Pull out each line in the items below that contains the word "point", and copy it in full.

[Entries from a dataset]
╔══
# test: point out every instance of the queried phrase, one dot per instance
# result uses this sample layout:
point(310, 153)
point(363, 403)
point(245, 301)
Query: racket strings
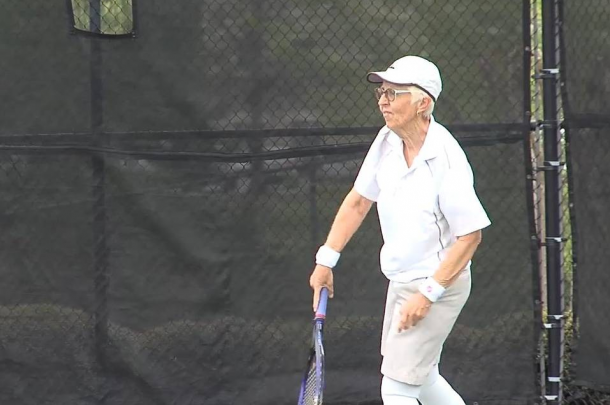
╚══
TASK RESPONSE:
# test: point out every instance of the queried phrase, one dot per instance
point(310, 153)
point(363, 403)
point(245, 301)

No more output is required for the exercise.